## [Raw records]
§
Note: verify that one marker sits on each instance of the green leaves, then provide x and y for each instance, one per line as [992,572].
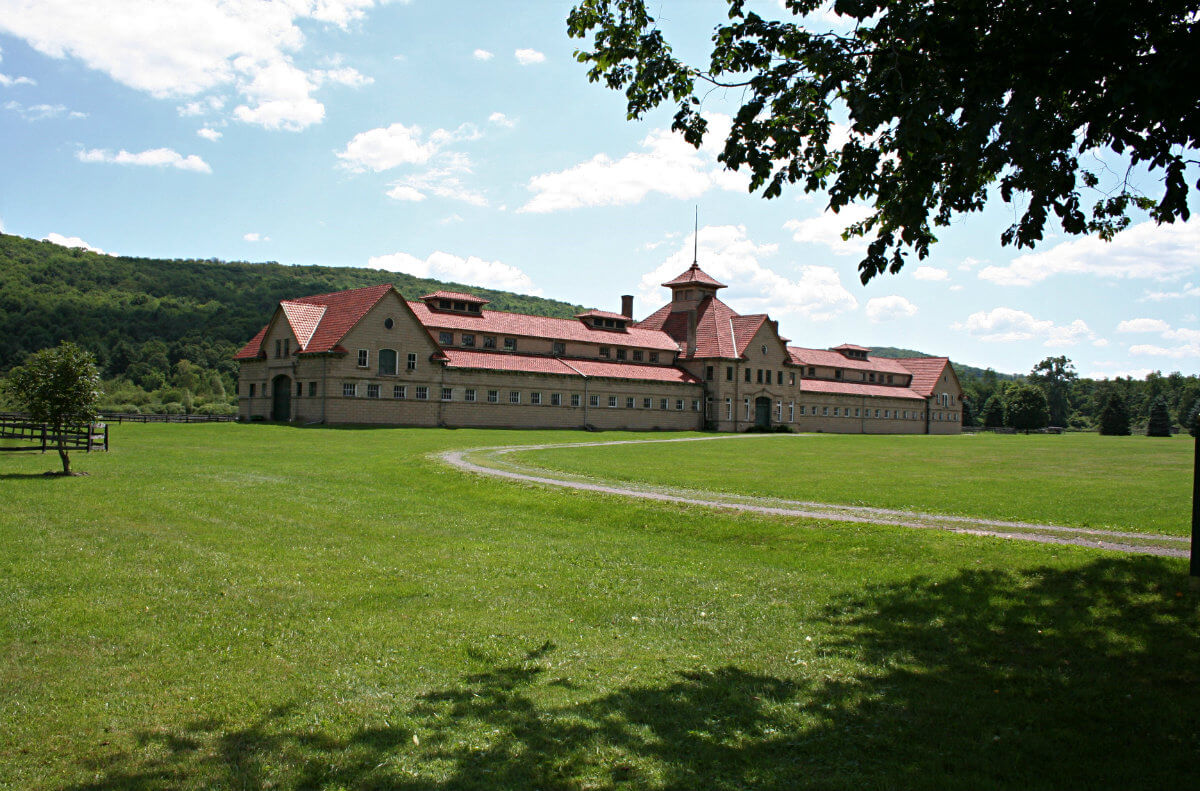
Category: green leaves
[945,100]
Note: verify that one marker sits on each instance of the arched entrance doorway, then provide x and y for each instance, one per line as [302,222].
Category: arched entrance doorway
[762,412]
[281,397]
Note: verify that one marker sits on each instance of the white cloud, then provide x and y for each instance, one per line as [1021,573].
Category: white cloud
[1187,341]
[827,228]
[501,119]
[528,57]
[192,48]
[444,181]
[931,273]
[1007,325]
[42,112]
[726,253]
[888,309]
[9,82]
[471,270]
[151,157]
[1145,250]
[73,241]
[1143,325]
[667,166]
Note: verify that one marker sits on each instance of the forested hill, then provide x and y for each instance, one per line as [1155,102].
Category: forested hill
[201,310]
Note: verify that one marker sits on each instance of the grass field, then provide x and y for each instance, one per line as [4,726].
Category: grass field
[1140,484]
[273,607]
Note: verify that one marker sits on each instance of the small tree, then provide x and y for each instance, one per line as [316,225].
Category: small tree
[58,387]
[993,414]
[1115,417]
[1026,408]
[1159,419]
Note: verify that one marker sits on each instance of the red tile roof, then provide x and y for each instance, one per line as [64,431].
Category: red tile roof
[558,329]
[304,319]
[563,366]
[925,372]
[859,389]
[694,275]
[829,358]
[457,295]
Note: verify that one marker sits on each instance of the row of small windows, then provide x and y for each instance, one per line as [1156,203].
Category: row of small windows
[471,395]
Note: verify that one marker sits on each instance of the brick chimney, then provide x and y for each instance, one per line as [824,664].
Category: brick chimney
[627,305]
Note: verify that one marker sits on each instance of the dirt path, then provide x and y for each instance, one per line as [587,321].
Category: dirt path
[491,461]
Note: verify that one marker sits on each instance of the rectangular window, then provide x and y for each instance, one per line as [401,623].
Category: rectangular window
[387,359]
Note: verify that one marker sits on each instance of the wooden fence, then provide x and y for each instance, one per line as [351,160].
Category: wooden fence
[90,437]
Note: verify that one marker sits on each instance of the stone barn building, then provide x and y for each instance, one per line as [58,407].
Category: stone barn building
[369,355]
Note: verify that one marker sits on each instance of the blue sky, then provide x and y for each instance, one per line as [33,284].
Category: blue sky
[461,141]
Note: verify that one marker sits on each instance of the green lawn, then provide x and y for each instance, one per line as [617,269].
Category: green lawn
[270,607]
[1140,484]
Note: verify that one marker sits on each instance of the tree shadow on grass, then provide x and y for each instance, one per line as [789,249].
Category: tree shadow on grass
[988,679]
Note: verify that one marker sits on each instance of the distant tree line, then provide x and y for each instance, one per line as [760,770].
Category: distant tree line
[163,333]
[1054,395]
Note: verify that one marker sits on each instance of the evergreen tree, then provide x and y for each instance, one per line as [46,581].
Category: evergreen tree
[1025,408]
[1159,419]
[1115,415]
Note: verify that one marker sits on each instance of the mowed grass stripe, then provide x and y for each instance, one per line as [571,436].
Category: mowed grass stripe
[265,606]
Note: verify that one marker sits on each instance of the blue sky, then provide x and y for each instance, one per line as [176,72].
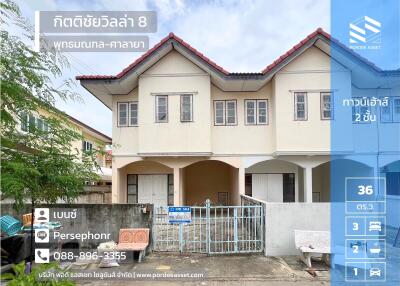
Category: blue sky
[238,35]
§
## [Problem to solve]
Render the stretch of the material that begins with the line containing "line as [176,72]." and runs through the end of the material as a numbered list, skipping blank lines. Leave the pictures out.

## [Result]
1. Note: verify that one marker sits on each instance of the blue sky, then provide x and y for each instance, one per line as [176,72].
2. Category: blue sky
3. [238,35]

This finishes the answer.